# THE EXERCISE
Transcribe word for word the lines from the one containing "[indicate] the cumulus" through the final line, inclusive.

# DATA RECORDS
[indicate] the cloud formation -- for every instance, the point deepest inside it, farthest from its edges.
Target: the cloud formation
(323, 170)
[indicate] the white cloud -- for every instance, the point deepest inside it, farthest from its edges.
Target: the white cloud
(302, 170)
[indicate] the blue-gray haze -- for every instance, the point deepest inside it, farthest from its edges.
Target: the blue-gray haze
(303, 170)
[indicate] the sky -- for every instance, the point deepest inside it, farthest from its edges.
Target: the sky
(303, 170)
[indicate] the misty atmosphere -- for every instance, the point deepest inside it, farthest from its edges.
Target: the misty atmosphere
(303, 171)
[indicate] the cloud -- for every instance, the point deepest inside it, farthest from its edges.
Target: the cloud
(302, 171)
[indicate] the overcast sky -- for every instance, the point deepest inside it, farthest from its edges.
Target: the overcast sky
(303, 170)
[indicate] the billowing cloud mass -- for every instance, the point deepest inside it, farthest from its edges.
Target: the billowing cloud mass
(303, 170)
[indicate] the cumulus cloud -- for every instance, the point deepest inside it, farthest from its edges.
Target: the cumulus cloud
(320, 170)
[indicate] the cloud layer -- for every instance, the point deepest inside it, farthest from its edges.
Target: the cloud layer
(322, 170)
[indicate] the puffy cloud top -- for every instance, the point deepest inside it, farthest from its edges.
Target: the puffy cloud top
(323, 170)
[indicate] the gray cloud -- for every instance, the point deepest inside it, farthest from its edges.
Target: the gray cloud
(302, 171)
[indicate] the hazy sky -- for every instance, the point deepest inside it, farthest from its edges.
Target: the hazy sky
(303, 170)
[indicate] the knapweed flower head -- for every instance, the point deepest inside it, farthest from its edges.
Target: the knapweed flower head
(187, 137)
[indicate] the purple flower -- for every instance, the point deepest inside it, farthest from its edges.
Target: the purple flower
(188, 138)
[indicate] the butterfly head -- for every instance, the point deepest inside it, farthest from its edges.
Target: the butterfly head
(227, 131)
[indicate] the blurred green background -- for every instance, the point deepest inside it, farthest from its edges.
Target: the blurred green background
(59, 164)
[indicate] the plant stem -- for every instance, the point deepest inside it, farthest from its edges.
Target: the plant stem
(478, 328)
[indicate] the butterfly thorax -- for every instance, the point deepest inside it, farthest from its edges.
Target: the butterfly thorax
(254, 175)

# SOLUTION TO THIS TASK
[indicate] the cumulus cloud -- for every instance, the point deepest inside it, farthest from its edges.
Target: the cumulus cloud
(320, 170)
[indicate] the cloud layer -- for every instance, the point deepest inside it, farthest from its edges.
Target: the cloud layer
(322, 170)
[indicate] the puffy cloud top -- for every instance, the point deepest inside it, farthest from its edges.
Target: the puffy cloud top
(323, 170)
[indicate] the gray cloud -- for every instance, the point deepest inside it, farthest from its edges.
Target: the gray cloud
(302, 171)
[indicate] the hazy sky -- for every instance, the point deepest inside it, farthest from its edges.
Target: the hazy sky
(303, 170)
[indicate] the knapweed flower head -- for every instance, the point deepest inside it, farthest from its edges.
Target: the knapweed flower head
(187, 137)
[indicate] the purple flower -- for every instance, the point deepest inside it, farthest from its edges.
Target: the purple flower
(188, 138)
[indicate] the butterfly head -- for every instance, the point deepest inside it, farthest from its edges.
Target: the butterfly head
(227, 131)
[indicate] the blurred green background -- for every instance, the point deepest inside it, farthest from its edges.
Target: the blurred green background
(59, 164)
[indicate] the plant stem -- for every instance, the point deepest inside it, farthest from its edges.
Target: the plant stem
(478, 328)
[indicate] the butterfly thorax -- for every instance, the point deepest inside it, farthest from its edges.
Target: the butterfly thorax
(254, 175)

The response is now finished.